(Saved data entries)
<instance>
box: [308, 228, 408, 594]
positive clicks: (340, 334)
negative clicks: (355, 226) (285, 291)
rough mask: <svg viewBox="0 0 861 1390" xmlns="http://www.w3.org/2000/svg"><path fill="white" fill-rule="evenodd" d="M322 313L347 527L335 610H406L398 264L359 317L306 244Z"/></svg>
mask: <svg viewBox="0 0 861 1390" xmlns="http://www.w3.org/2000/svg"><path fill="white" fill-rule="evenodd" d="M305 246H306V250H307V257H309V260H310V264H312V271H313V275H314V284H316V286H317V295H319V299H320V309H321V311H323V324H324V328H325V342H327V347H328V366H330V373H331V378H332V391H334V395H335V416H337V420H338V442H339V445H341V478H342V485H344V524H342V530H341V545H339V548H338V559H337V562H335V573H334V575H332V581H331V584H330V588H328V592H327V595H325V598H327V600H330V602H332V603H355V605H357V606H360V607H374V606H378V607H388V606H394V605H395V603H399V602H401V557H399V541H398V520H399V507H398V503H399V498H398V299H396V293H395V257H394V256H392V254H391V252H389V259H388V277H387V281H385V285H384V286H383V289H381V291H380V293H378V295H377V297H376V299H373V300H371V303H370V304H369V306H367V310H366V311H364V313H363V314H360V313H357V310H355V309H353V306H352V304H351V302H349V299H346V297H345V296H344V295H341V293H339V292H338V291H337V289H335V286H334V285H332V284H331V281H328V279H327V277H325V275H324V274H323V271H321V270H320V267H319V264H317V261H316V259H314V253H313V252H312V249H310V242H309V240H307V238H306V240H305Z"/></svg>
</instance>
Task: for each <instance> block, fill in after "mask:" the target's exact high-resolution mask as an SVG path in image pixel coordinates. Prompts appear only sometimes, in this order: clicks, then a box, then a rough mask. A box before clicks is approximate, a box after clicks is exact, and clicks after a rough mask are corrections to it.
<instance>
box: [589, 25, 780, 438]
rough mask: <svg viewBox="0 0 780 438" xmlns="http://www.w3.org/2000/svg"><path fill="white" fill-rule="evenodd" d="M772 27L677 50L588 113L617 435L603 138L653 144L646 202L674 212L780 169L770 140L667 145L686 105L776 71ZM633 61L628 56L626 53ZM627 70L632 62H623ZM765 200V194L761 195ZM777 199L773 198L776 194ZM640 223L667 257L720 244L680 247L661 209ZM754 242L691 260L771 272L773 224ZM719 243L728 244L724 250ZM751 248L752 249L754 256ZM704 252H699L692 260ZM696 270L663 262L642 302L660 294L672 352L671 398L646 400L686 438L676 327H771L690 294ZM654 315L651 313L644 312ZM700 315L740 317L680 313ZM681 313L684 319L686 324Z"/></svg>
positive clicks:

EXERCISE GOAL – Lay out everything from the line containing "</instance>" down to the end of the records as a Markdown table with the columns No. and Line. Number each row and skip blank lines.

RESPONSE TO THIS TASK –
| No. | Line |
|---|---|
| 1 | </instance> |
| 2 | Task: for each <instance> block, fill in after "mask:" the target's exact high-resolution mask as an SVG path in image pixel coordinates. Prompts appear only sometimes, in this order: clicks, then a box, then a rough mask. A box before clicks is approximate, a box after clicks is exact, and clicks after a rough mask are corrections to it. |
| 3 | <instance> |
| 4 | box: [589, 25, 780, 438] |
| 5 | rough mask: <svg viewBox="0 0 780 438" xmlns="http://www.w3.org/2000/svg"><path fill="white" fill-rule="evenodd" d="M772 27L677 50L588 113L617 435L603 138L653 144L646 202L674 212L780 169L770 140L667 145L686 105L776 71ZM633 61L628 56L626 53ZM627 70L632 62H623ZM765 200V194L761 195ZM777 199L773 198L776 194ZM640 223L667 257L720 244L680 247L661 209ZM754 242L691 260L771 272L773 224ZM719 243L728 244L724 250ZM751 248L752 249L754 256ZM704 252H699L692 260ZM696 270L663 262L642 302L660 294L672 352L671 398L646 400L686 438L676 327H771L690 294ZM654 315L651 313L644 312ZM700 315L740 317L680 313ZM681 313L684 319L686 324Z"/></svg> |
| 6 | positive clicks: |